Data supplied: Begin
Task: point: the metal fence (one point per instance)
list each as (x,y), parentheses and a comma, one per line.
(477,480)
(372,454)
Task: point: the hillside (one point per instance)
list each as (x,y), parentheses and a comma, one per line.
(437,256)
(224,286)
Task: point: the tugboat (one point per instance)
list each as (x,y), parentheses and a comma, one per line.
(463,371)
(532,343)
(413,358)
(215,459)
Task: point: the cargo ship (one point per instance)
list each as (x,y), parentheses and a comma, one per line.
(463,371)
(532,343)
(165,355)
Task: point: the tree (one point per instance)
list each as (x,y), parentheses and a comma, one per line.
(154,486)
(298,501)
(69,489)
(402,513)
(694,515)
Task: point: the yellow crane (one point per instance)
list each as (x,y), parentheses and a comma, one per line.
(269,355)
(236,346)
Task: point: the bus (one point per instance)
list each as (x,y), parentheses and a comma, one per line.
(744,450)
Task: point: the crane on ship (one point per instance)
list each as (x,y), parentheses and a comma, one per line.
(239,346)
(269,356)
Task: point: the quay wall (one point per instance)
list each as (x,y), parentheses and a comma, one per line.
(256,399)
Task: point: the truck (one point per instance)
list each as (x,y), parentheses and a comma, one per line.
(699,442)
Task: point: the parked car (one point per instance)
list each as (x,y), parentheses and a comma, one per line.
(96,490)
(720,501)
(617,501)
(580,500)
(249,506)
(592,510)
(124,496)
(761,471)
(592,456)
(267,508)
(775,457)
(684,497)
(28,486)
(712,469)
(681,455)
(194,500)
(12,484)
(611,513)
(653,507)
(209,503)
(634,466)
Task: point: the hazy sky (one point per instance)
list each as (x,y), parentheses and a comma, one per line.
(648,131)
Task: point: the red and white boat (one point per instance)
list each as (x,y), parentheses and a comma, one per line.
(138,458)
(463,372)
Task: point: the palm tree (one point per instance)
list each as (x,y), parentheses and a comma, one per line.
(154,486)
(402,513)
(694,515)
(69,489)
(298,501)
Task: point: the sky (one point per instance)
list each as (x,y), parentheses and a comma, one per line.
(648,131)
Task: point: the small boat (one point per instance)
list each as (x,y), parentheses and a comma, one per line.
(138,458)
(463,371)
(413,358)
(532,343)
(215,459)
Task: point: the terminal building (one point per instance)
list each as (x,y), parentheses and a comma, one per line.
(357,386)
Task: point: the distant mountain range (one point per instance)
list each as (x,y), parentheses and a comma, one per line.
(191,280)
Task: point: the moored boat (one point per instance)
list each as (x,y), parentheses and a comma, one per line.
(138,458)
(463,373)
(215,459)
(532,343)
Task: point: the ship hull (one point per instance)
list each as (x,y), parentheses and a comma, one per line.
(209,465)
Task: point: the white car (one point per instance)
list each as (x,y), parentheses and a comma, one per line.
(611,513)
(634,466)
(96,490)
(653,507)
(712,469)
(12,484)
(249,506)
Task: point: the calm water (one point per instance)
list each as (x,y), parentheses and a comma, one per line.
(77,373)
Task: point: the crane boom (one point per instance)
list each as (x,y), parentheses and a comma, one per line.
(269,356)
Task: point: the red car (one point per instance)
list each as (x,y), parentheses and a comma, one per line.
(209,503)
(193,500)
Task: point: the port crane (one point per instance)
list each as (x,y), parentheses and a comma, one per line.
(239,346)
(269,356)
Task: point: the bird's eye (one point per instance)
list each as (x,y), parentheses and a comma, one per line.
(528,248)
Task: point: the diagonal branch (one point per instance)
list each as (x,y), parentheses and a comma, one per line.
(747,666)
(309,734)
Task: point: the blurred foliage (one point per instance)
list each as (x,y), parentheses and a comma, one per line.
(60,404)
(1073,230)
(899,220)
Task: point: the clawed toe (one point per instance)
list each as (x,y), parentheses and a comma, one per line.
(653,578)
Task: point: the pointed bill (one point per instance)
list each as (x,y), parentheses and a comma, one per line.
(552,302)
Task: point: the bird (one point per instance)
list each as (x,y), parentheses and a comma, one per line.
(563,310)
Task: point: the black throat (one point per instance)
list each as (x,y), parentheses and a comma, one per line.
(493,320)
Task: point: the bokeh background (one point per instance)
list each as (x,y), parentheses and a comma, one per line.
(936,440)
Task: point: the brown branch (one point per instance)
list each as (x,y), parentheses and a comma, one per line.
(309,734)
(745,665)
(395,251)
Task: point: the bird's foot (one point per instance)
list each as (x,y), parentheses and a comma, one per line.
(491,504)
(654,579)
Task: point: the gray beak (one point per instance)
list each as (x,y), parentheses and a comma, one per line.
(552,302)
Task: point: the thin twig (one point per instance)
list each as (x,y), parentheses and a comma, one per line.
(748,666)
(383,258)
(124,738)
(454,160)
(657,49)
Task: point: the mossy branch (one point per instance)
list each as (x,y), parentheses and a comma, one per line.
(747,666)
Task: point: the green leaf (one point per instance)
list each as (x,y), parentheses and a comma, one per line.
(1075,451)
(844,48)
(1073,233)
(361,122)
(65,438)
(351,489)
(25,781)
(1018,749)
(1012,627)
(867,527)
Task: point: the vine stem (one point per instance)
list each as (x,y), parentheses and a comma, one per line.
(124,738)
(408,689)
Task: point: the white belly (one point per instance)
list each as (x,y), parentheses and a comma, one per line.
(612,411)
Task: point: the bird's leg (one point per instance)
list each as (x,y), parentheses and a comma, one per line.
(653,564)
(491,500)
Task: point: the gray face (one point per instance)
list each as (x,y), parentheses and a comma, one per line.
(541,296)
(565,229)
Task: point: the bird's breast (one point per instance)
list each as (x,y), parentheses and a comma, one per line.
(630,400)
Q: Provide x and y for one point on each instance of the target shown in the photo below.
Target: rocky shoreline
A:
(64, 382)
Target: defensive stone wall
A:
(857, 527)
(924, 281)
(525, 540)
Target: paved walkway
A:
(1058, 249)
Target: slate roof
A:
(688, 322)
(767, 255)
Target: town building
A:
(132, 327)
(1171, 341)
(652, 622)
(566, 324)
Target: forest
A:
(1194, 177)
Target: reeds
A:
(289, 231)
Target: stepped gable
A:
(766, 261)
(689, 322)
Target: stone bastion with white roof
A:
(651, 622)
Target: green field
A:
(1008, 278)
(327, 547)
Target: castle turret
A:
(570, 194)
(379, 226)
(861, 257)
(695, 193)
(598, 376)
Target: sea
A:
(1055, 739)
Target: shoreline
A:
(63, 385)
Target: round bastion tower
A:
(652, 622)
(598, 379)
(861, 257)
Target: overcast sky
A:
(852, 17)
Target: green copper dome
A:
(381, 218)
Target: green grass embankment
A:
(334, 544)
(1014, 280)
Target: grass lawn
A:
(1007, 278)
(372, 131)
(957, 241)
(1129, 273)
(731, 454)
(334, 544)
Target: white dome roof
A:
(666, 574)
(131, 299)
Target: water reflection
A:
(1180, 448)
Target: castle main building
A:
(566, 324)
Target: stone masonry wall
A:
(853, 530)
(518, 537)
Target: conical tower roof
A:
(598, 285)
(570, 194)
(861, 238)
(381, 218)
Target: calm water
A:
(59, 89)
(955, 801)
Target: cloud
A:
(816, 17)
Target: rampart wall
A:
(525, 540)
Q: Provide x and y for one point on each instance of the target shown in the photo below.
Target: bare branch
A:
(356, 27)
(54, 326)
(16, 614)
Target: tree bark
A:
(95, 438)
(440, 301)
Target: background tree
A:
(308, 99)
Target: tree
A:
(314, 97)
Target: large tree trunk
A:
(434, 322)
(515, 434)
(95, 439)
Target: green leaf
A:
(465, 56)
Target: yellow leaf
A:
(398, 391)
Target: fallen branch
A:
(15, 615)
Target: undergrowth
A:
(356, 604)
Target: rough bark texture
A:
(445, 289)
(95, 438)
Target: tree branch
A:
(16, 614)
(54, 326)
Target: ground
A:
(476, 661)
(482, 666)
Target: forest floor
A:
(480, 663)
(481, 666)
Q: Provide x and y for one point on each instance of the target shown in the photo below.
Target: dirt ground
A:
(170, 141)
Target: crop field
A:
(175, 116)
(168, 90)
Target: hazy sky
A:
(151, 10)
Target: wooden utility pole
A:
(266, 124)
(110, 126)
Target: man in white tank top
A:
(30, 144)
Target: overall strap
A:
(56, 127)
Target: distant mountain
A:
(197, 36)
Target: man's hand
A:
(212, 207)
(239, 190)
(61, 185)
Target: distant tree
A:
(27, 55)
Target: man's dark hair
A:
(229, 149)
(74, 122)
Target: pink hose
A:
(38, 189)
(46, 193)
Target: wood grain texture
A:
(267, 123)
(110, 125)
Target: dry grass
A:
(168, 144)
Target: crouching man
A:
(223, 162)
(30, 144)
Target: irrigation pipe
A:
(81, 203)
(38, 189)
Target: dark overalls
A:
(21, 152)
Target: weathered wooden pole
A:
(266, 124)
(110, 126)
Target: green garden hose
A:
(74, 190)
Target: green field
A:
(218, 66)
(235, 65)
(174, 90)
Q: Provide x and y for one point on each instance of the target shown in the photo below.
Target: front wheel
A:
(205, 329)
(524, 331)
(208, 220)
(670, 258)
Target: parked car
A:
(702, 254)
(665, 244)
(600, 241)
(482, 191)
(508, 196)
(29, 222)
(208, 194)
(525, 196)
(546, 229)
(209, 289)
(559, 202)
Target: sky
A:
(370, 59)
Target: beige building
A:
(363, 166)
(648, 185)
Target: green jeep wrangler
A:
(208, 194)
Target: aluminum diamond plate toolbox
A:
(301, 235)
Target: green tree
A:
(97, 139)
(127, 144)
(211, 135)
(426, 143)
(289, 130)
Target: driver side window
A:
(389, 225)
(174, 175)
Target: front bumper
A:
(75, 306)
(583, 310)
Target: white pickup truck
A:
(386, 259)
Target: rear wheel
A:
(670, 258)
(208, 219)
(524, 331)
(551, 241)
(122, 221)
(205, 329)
Data supplied: End
# [What to produce]
Wherever a line of the entries holds the string "texture", copy that line.

# [Solution]
Target: rough bark texture
Target: wood grain texture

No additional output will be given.